INSTRUCTIONS FOR THE TASK: When you reach the entries below, transcribe each line word for word.

DATASET RECORDS below:

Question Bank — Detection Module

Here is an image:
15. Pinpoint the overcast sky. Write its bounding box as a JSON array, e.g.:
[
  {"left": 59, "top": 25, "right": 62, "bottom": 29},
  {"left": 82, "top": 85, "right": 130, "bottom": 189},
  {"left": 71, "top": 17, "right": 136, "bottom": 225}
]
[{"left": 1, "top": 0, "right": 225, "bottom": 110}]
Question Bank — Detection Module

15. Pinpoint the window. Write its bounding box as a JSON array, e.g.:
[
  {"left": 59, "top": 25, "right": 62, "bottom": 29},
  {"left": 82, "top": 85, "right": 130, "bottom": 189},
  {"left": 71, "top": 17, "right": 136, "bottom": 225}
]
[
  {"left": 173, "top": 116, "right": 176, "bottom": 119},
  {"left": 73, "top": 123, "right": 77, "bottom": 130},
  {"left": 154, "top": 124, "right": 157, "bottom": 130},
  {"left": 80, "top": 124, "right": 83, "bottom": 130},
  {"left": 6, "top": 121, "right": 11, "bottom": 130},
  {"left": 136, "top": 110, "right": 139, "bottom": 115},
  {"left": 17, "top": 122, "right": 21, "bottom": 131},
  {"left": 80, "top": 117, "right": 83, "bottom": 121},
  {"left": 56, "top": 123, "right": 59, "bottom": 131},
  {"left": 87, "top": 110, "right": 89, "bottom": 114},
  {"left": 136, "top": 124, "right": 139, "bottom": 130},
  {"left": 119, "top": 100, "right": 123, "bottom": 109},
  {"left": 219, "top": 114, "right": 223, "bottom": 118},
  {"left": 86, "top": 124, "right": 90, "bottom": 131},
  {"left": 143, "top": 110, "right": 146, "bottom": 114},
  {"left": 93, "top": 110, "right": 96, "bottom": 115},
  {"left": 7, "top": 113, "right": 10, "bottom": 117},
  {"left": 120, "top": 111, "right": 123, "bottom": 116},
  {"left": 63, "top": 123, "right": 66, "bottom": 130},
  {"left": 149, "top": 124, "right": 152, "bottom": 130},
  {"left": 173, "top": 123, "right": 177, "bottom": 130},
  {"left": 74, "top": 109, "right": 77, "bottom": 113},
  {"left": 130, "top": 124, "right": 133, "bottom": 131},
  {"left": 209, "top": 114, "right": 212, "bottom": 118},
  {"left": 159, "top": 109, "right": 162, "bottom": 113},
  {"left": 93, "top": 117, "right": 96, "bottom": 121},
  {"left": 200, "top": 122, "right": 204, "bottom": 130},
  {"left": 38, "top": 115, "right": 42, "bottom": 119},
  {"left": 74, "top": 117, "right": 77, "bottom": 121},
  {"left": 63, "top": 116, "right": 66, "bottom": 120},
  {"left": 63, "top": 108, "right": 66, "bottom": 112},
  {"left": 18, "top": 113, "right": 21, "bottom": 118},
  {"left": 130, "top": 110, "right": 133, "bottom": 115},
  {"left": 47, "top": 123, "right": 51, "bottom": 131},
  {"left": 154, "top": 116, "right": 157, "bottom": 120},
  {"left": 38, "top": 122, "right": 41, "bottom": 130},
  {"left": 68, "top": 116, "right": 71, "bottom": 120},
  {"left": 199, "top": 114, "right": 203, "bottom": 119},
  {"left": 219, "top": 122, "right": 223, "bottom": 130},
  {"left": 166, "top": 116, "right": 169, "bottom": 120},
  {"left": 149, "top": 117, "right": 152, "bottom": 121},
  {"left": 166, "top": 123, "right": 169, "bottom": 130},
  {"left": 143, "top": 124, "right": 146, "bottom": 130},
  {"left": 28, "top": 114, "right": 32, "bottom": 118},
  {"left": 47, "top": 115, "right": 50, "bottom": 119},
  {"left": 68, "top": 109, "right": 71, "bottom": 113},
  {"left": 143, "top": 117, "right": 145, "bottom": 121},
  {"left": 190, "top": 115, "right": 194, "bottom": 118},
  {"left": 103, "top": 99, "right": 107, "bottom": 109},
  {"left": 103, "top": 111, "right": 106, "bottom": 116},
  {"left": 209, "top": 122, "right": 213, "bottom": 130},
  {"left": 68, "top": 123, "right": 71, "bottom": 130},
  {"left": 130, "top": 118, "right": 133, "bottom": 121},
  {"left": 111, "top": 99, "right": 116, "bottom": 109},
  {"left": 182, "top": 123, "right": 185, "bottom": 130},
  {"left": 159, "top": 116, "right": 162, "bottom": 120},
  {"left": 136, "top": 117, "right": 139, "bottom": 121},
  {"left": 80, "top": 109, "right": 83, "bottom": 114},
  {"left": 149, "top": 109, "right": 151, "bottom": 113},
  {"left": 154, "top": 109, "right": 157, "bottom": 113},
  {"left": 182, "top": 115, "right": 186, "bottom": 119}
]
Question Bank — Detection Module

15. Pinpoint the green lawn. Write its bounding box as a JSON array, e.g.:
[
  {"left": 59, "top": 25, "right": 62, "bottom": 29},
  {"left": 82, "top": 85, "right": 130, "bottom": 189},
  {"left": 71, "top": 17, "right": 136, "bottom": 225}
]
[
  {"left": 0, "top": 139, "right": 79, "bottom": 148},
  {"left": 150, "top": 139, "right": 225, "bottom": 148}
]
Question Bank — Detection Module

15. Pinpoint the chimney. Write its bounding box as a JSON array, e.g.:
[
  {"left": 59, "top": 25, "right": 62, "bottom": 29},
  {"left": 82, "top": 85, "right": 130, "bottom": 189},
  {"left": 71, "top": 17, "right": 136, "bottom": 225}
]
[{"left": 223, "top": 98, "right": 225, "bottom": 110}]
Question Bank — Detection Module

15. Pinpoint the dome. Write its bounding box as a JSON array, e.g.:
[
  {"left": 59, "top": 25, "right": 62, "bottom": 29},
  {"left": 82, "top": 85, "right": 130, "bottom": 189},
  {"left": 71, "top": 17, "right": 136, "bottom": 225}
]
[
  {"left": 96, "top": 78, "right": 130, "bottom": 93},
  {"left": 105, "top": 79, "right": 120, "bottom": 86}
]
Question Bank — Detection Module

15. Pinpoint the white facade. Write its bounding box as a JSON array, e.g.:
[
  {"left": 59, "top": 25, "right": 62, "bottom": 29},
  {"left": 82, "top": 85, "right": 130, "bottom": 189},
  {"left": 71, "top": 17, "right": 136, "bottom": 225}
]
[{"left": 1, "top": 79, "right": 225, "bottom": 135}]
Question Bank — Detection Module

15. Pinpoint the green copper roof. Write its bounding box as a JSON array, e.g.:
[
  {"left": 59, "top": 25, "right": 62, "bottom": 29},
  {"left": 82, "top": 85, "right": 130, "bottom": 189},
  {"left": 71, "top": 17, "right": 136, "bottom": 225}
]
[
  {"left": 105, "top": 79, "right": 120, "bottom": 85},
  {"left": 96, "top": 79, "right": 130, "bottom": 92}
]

End of DATASET RECORDS.

ANSWER SECTION:
Question Bank — Detection Module

Here is an image:
15. Pinpoint the overcast sky. Write its bounding box as a JSON array, e.g.:
[
  {"left": 59, "top": 25, "right": 62, "bottom": 29},
  {"left": 82, "top": 85, "right": 130, "bottom": 189},
  {"left": 71, "top": 17, "right": 136, "bottom": 225}
]
[{"left": 1, "top": 0, "right": 225, "bottom": 110}]
Question Bank — Detection Module

15. Pinpoint the window. Write its bounding box as a JSON array, e.g.:
[
  {"left": 59, "top": 25, "right": 62, "bottom": 29},
  {"left": 82, "top": 85, "right": 130, "bottom": 189},
  {"left": 71, "top": 17, "right": 136, "bottom": 225}
]
[
  {"left": 173, "top": 116, "right": 176, "bottom": 119},
  {"left": 73, "top": 123, "right": 77, "bottom": 130},
  {"left": 154, "top": 124, "right": 157, "bottom": 130},
  {"left": 80, "top": 124, "right": 83, "bottom": 130},
  {"left": 6, "top": 121, "right": 11, "bottom": 130},
  {"left": 136, "top": 110, "right": 139, "bottom": 115},
  {"left": 17, "top": 122, "right": 21, "bottom": 131},
  {"left": 80, "top": 117, "right": 83, "bottom": 121},
  {"left": 56, "top": 123, "right": 59, "bottom": 131},
  {"left": 87, "top": 110, "right": 89, "bottom": 114},
  {"left": 136, "top": 124, "right": 139, "bottom": 130},
  {"left": 119, "top": 100, "right": 123, "bottom": 109},
  {"left": 219, "top": 114, "right": 223, "bottom": 118},
  {"left": 86, "top": 124, "right": 90, "bottom": 131},
  {"left": 143, "top": 110, "right": 146, "bottom": 114},
  {"left": 93, "top": 110, "right": 96, "bottom": 115},
  {"left": 7, "top": 113, "right": 10, "bottom": 117},
  {"left": 120, "top": 111, "right": 123, "bottom": 116},
  {"left": 63, "top": 123, "right": 66, "bottom": 130},
  {"left": 149, "top": 124, "right": 152, "bottom": 130},
  {"left": 173, "top": 123, "right": 177, "bottom": 130},
  {"left": 74, "top": 109, "right": 77, "bottom": 113},
  {"left": 130, "top": 124, "right": 133, "bottom": 131},
  {"left": 209, "top": 114, "right": 212, "bottom": 118},
  {"left": 159, "top": 109, "right": 162, "bottom": 113},
  {"left": 93, "top": 117, "right": 96, "bottom": 121},
  {"left": 200, "top": 122, "right": 204, "bottom": 130},
  {"left": 38, "top": 115, "right": 42, "bottom": 119},
  {"left": 74, "top": 117, "right": 77, "bottom": 121},
  {"left": 63, "top": 116, "right": 66, "bottom": 120},
  {"left": 63, "top": 108, "right": 66, "bottom": 112},
  {"left": 18, "top": 113, "right": 21, "bottom": 118},
  {"left": 130, "top": 110, "right": 133, "bottom": 115},
  {"left": 47, "top": 123, "right": 51, "bottom": 131},
  {"left": 154, "top": 116, "right": 157, "bottom": 120},
  {"left": 38, "top": 122, "right": 41, "bottom": 130},
  {"left": 68, "top": 116, "right": 71, "bottom": 120},
  {"left": 199, "top": 114, "right": 203, "bottom": 119},
  {"left": 219, "top": 122, "right": 223, "bottom": 130},
  {"left": 166, "top": 116, "right": 169, "bottom": 120},
  {"left": 149, "top": 117, "right": 152, "bottom": 121},
  {"left": 166, "top": 123, "right": 169, "bottom": 130},
  {"left": 143, "top": 124, "right": 146, "bottom": 130},
  {"left": 28, "top": 114, "right": 32, "bottom": 118},
  {"left": 47, "top": 115, "right": 50, "bottom": 119},
  {"left": 68, "top": 109, "right": 71, "bottom": 113},
  {"left": 143, "top": 117, "right": 145, "bottom": 121},
  {"left": 190, "top": 115, "right": 194, "bottom": 118},
  {"left": 103, "top": 99, "right": 107, "bottom": 109},
  {"left": 103, "top": 111, "right": 106, "bottom": 116},
  {"left": 209, "top": 122, "right": 213, "bottom": 130},
  {"left": 68, "top": 123, "right": 71, "bottom": 130},
  {"left": 130, "top": 118, "right": 133, "bottom": 121},
  {"left": 111, "top": 99, "right": 116, "bottom": 109},
  {"left": 182, "top": 123, "right": 185, "bottom": 130},
  {"left": 159, "top": 116, "right": 162, "bottom": 120},
  {"left": 136, "top": 117, "right": 139, "bottom": 121},
  {"left": 80, "top": 109, "right": 83, "bottom": 114},
  {"left": 149, "top": 109, "right": 151, "bottom": 113},
  {"left": 154, "top": 109, "right": 157, "bottom": 113},
  {"left": 182, "top": 115, "right": 186, "bottom": 119}
]
Question Bank — Detection Module

15. Pinpoint the green lawn. Write its bounding box as a JSON array, e.g.:
[
  {"left": 59, "top": 25, "right": 62, "bottom": 29},
  {"left": 82, "top": 85, "right": 130, "bottom": 189},
  {"left": 71, "top": 17, "right": 136, "bottom": 225}
]
[
  {"left": 0, "top": 139, "right": 79, "bottom": 148},
  {"left": 150, "top": 139, "right": 225, "bottom": 148}
]
Question Bank — Detection Module

15. Pinpoint the chimney. Write its bounding box as a JSON array, e.g.:
[
  {"left": 59, "top": 25, "right": 62, "bottom": 29},
  {"left": 82, "top": 85, "right": 130, "bottom": 189},
  {"left": 71, "top": 17, "right": 136, "bottom": 225}
]
[{"left": 223, "top": 98, "right": 225, "bottom": 110}]
Question Bank — Detection Module

15. Pinpoint the dome. Write its bounding box as a JSON array, e.g.:
[
  {"left": 59, "top": 25, "right": 62, "bottom": 29},
  {"left": 82, "top": 85, "right": 130, "bottom": 189},
  {"left": 71, "top": 17, "right": 136, "bottom": 225}
]
[
  {"left": 96, "top": 78, "right": 130, "bottom": 93},
  {"left": 105, "top": 79, "right": 120, "bottom": 86}
]
Question Bank — Detection Module

15. Pinpoint the white facade. Write its bounding box as a JSON array, e.g.:
[
  {"left": 59, "top": 25, "right": 62, "bottom": 29},
  {"left": 82, "top": 85, "right": 130, "bottom": 189},
  {"left": 71, "top": 17, "right": 136, "bottom": 225}
]
[{"left": 1, "top": 79, "right": 225, "bottom": 135}]
Question Bank — Detection Module

15. Pinpoint the green copper roof. Write its bounding box as a JSON array, e.g.:
[
  {"left": 59, "top": 25, "right": 62, "bottom": 29},
  {"left": 82, "top": 85, "right": 130, "bottom": 189},
  {"left": 71, "top": 17, "right": 136, "bottom": 225}
]
[
  {"left": 105, "top": 79, "right": 120, "bottom": 85},
  {"left": 96, "top": 79, "right": 130, "bottom": 92}
]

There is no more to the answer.